| EXERCISE |
Rewrite the records below, changing every "screenshot" to "photo" and leaving all other text unchanged. Omit the pictures from your answer.

[Records]
* START *

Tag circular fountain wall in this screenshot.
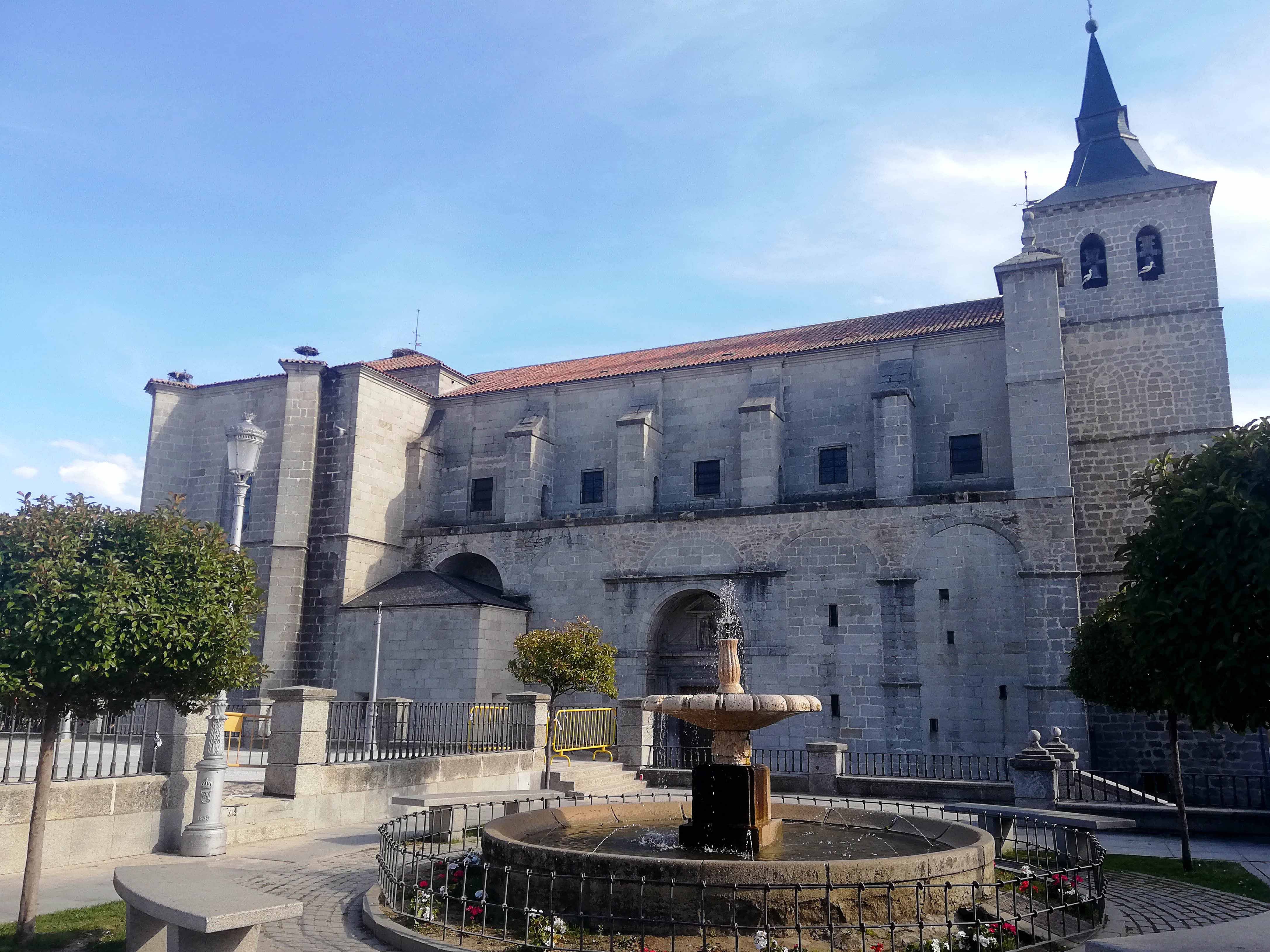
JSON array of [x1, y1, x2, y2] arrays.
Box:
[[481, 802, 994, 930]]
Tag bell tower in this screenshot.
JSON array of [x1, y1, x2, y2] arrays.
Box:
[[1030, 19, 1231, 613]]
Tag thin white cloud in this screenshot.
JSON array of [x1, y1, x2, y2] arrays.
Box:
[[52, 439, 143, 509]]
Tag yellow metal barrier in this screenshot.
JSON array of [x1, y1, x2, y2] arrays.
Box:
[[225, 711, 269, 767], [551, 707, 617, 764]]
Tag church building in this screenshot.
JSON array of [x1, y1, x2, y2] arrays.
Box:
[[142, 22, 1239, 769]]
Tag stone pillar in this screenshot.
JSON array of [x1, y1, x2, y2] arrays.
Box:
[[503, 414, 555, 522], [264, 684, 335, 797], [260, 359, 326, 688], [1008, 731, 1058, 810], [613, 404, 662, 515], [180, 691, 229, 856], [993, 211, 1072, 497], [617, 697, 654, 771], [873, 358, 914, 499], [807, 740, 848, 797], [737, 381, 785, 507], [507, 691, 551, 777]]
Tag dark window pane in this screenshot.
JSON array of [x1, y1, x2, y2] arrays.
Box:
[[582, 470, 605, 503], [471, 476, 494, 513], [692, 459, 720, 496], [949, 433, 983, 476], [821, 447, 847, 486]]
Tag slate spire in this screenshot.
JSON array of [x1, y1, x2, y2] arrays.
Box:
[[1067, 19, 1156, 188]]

* END *

| EXPECTED ANSWER |
Tag circular fountain wall in this photo.
JSON array of [x1, y1, x2, y2] arrays.
Box:
[[481, 802, 994, 930]]
Tag bell tower in this photo.
JSON array of [x1, y1, x2, y2] arrays.
Box:
[[1030, 19, 1231, 613]]
Tag thin white cloud in this photo.
JSON array of [x1, y1, x2, y2] arrays.
Box:
[[52, 439, 143, 509]]
Tag yellow metal barrier in this photo.
JSON array of [x1, y1, x2, y2] arrays.
Box:
[[225, 711, 269, 767], [551, 707, 617, 764]]
Tag church building in this photo.
JSON array of [x1, y1, x2, y2] arrays.
Box:
[[142, 22, 1239, 769]]
Tag stone pillar in this photo.
JSON array of [x1, y1, x2, y2] arrays.
Box:
[[503, 414, 555, 522], [264, 684, 335, 797], [260, 359, 326, 688], [1008, 731, 1058, 810], [613, 404, 662, 515], [180, 691, 229, 856], [993, 211, 1072, 497], [617, 697, 654, 771], [873, 358, 914, 499], [807, 740, 848, 797], [737, 381, 785, 507], [507, 691, 551, 777]]
Tag dark window pane in this photo.
JSON array of [x1, y1, x2, y2] arrays.
Box:
[[582, 470, 605, 503], [471, 476, 494, 513], [692, 459, 720, 496], [949, 433, 983, 476], [821, 447, 847, 486]]
Tag slate spire in this photo.
JSON array of [x1, y1, x2, y2] arrays.
Box:
[[1067, 19, 1156, 188]]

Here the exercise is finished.